WORK ORDER
Restate each record word for word, from the first to the last.

# # # # # # #

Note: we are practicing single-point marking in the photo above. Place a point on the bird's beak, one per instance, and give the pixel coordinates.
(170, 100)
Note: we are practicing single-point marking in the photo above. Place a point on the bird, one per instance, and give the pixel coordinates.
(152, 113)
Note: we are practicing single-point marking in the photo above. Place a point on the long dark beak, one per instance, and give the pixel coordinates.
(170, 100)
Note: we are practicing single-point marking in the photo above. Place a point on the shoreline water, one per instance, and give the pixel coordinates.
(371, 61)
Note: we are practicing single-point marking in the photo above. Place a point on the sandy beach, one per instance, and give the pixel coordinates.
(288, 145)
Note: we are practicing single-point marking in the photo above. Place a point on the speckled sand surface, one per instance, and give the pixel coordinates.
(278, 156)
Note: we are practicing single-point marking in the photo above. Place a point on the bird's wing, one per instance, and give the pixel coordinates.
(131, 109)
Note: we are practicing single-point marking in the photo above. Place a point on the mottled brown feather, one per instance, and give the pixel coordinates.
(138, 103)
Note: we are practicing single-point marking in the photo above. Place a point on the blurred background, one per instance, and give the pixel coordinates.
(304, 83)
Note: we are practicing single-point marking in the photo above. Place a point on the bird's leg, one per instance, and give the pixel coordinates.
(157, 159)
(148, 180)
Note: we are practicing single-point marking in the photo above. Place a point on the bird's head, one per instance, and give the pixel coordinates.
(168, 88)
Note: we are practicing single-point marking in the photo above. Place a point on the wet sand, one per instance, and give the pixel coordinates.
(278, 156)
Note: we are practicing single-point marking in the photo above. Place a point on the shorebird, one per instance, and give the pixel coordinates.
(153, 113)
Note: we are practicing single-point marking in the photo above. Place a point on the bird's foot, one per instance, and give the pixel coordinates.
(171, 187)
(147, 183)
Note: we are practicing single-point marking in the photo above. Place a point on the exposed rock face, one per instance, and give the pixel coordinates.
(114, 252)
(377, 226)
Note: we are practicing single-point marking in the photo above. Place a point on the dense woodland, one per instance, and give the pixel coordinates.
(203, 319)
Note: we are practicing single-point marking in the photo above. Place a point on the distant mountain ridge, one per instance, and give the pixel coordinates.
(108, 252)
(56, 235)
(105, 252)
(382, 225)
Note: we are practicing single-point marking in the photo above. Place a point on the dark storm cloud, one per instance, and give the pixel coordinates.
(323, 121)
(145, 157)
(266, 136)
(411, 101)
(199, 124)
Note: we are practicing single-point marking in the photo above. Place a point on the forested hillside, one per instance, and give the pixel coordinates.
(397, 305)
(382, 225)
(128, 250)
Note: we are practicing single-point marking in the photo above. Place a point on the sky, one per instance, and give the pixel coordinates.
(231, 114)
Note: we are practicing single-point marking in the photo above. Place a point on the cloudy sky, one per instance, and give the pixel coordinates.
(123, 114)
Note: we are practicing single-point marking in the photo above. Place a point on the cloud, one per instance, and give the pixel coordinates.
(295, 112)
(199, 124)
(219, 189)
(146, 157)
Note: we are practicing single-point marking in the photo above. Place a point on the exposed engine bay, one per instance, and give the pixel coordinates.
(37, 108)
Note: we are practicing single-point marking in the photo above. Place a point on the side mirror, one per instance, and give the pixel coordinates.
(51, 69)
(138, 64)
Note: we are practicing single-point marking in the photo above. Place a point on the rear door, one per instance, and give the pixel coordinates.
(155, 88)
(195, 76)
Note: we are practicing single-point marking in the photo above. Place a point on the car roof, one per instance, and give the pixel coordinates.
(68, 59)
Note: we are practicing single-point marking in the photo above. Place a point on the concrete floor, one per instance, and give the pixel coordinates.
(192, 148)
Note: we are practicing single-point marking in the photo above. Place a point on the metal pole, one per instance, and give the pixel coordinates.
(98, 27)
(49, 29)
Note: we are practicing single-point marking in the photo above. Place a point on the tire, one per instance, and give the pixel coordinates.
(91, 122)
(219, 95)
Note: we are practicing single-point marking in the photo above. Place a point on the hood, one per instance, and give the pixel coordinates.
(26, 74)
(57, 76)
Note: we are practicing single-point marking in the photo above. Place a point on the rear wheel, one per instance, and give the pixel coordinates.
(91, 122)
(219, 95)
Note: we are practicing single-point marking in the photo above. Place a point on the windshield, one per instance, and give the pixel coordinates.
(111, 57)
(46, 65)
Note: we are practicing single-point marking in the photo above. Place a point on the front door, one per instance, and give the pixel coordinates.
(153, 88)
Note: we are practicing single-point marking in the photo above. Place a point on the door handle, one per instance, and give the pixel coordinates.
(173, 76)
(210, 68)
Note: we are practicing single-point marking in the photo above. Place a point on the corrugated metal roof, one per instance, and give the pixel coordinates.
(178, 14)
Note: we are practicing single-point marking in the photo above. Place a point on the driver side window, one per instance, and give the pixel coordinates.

# # # # # # #

ANSWER AREA
Note: we are practicing single-point marking in the photo above. Place a point on the bird's beak, one per instance, and give the pixel coordinates.
(170, 100)
Note: we are practicing single-point marking in the photo above. Place a point on the bird, one per instance, and give the pixel coordinates.
(152, 113)
Note: we are practicing single-point marking in the photo above. Place a point on the long dark beak, one per instance, and give the pixel coordinates.
(170, 100)
Note: we are practicing single-point marking in the photo above. Place a point on the shoreline water, one per instance, and give the pixel coordinates.
(371, 61)
Note: we are practicing single-point marking in the photo above. Place a point on the sandy beach, one per instance, and give the pixel coordinates.
(288, 145)
Note: we are practicing single-point marking in the photo above. Place a point on the speckled sand surface, one per instance, and give the pixel coordinates.
(278, 156)
Note: we are practicing single-point marking in the photo above. Place a point on the bird's wing, one per instance, and give the pixel coordinates.
(131, 109)
Note: we are practicing single-point marking in the photo above. Place a point on the mottled brown feather, one per instance, and give the pixel coordinates.
(138, 103)
Note: we are practicing single-point marking in the photo above. Place a point on the blurred background, one per instance, and give the pixel coordinates.
(304, 83)
Note: we are practicing single-point marking in the photo above. Place a point on the bird's leg, one per instance, and give the pixel coordinates.
(157, 159)
(148, 180)
Note: we are practicing single-point marking in the photo above. Place a point on the bird's head, one per instance, and give the pixel coordinates.
(168, 88)
Note: we are practicing single-point marking in the photo above. Place a point on the wet sand, one per instance, and give the pixel coordinates.
(278, 156)
Note: we are practicing single-point marking in the photo above. Place a point on the shorebird, one per instance, and give the pixel coordinates.
(153, 113)
Note: we are practicing single-point marking in the photo above. Place a point on the bird's foot, one per instance, and give the pixel coordinates.
(171, 187)
(147, 183)
Note: we are practicing single-point marking in the photo above. Place a point on the exposed rock face, one per instance, and give the pixel coordinates.
(114, 252)
(377, 226)
Note: we are practicing single-point marking in the photo above. Place a point on the dense woodland, one per instance, and give the pixel coordinates.
(203, 319)
Note: we are practicing single-point marking in the photo above. Place a point on the distant mountain ridge, one per instance, and give the pixel coordinates.
(108, 252)
(56, 235)
(105, 252)
(382, 225)
Note: we are practicing single-point marking in the photo above. Place a point on the dark storm cloud, one per instance, and give the pixel coordinates.
(323, 121)
(145, 157)
(266, 136)
(411, 101)
(199, 124)
Note: we are practicing single-point marking in the photo above. Place a point on the forested hillside, one per instance, and give the pixel coordinates.
(397, 305)
(382, 225)
(128, 250)
Note: we are practicing single-point marking in the photo above. Place a point on the sky, one per instance, and give the pixel coordinates.
(231, 114)
Note: we are practicing single-point marking in the photo above. Place a point on the cloudy sky, one per instance, and give the pixel coordinates.
(123, 114)
Note: we are practicing single-point marking in the photo above. Place a point on the cloud, one per instance, and give the pixel coordinates.
(295, 112)
(199, 124)
(219, 189)
(146, 157)
Note: we are practicing single-point marking in the photo above. Place a point on the exposed engine bay, one per instance, and give the pixel coordinates.
(37, 108)
Note: we are practicing single-point marking in the photo above. Place a point on the side mirror, one per instance, and give the pixel coordinates.
(51, 69)
(138, 64)
Note: we are practicing single-point marking in the photo above. Place a point on the rear door, one per instance, and give the pixel coordinates.
(155, 88)
(195, 76)
Note: we are practicing single-point marking in the photo above. Place a point on the car roof, one per instance, and give the pixel coordinates.
(68, 59)
Note: we are practicing single-point marking in the photo above. Place a point on the concrete floor, one per instance, and give the pixel coordinates.
(192, 148)
Note: we are practicing single-point marking in the photo above. Place a point on the metal pole, one per instance, and give the pixel coordinates.
(98, 27)
(49, 29)
Note: we are practicing single-point marking in the photo above. Place a point on the tire, one per instance, and give the pixel coordinates.
(91, 122)
(219, 95)
Note: we are practicing single-point marking in the photo above. Place a point on the hood, one per instance, and give the pixel coordinates.
(26, 74)
(57, 76)
Note: we are practicing single-point marking in the photo above. Place a point on the rear wheel, one per instance, and give the pixel coordinates.
(91, 122)
(219, 95)
Note: we are practicing single-point marking in the photo above. Place a point on the windshield, one per instance, and give the pixel coordinates.
(111, 57)
(46, 65)
Note: we are practicing single-point marking in the photo above. Place a point on the front door, one per instance, and give the pixel coordinates.
(153, 88)
Note: we are practicing single-point marking in the photo above. Place a point on the door handle, one per instance, and give the pixel coordinates.
(173, 76)
(210, 68)
Note: we are practicing single-point marking in the photo above. Place a point on the corrugated metal roof, one per instance, and give the pixel coordinates.
(178, 14)
Note: we are practicing single-point marking in the photo above. Place a point on the driver side window, one per instance, and give the pixel coordinates.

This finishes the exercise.